The creationist and intelligent design movements were founded out of deeply felt concerns that modern science in general, and evolutionary theory in particular, are a challenge to the Bible and Judeo-Christian religion. Many of their adherents are deeply religious people and commendably practice their religion in daily life. Their general notion that a supreme Being oversaw or governed the creation in some high-level sense is one that many scientists, religious or not-so-religious, can accept.

However, with regards to the technical arguments raised by these communities, the consensus of the vast majority of scientists who have examined these issues is that their arguments are overwhelmingly refuted by well-known evidence. Virtually all of these issues were settled long ago in the scientific literature. And the latest evidence, such as DNA sequence data (produced thanks to a dramatic drop in the cost of DNA sequencing technology) all but scream “common ancestry between species,” sharply contradicting the claim of independent creation of individual species — there is no other reasonable way to interpret these data (see Evolution evidence and DNA).

In any event, the creationist-intelligent design arguments have not been published in reputable peer-reviewed scientific journals, so they cannot be taken seriously by the scientific community. If any of these writers have solid arguments that could withstand peer review, they are welcome to compose these arguments in a soberly written, well-organized technical paper, and submit it to a prominent journal in the evolutionary science field.

One overriding difficulty with both the creationist and intelligent design movements is that invoking a Creator or Designer whenever one encounters a difficult question is a “thinking stopper.” Such an approach places numerous grand questions of our existence off-limits to human investigation, buried in the inscrutable mind of a mysterious Supreme Being: “Why was the Earth (or the universe in general) designed the way it was?” “How did the design and creative processes proceed?” “What physical laws were employed?” “Why those particular laws?” “What prompted the creation?” “Have other earths or universes been designed or created?” “Where are they?” Surely there is a more fruitful avenue for finding a harmony between science and religion than just saying “God created and/or designed it that way” and then deeming it either unnecessary or inappropriate to inquire further — reveling in ignorance instead of thirsting for knowledge.

Supplied material -
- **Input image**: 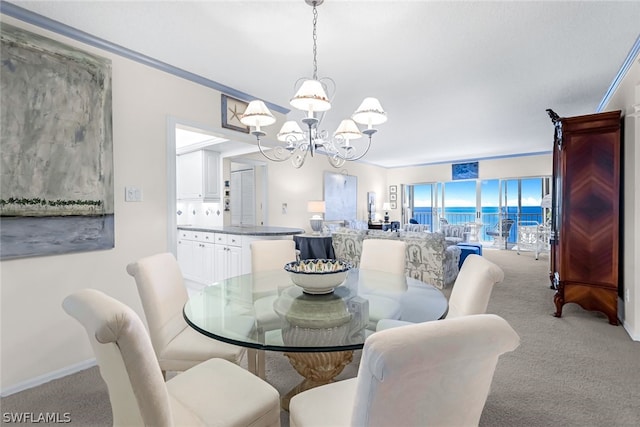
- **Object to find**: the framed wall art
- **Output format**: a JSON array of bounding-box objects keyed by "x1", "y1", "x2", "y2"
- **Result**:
[
  {"x1": 451, "y1": 162, "x2": 478, "y2": 180},
  {"x1": 221, "y1": 94, "x2": 249, "y2": 133},
  {"x1": 0, "y1": 23, "x2": 114, "y2": 260}
]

What the task asks - Resume the passage on creationism, intelligent design and science after its final sentence, writing one or two more paragraphs in the same voice.

Answer box -
It is ironic, in a way, that the creationist and intelligent design movements seek to “prove” the hand of God in creation by seeking scientific evidence that certain aspects of the creation could not possibly have occurred by natural processes. By placing God on the anvil of scientific verification or refutation, these writers are implicitly affirming the scientific materialist worldview of the critics who are their most implacable foes — see Atheists. Further, these movements inevitably lead to such theological disasters as “God the Great Deceiver” theology, wherein God is thought to have constructed the world with an appearance of ancient evolutionary development to mislead diligent seekers of truth, and “God of the gaps” theology, wherein God is sought in the ever-shrinking gaps of what is currently unexplained in science — tantamount to theological suicide. For further discussion, see Is God a Great Deceiver? The central fallacy of creationist theology and Are natural laws in conflict with Judeo-Christian theism?.

For these reasons, neither creationism nor intelligent design can be recommended for those seeking rational harmony between science and religion, to say the least! Other approaches, which acknowledge basic scientific precepts, and do not attempt to combat the world of science, are recommended instead — see Harmony for a high-level discussion of these issues.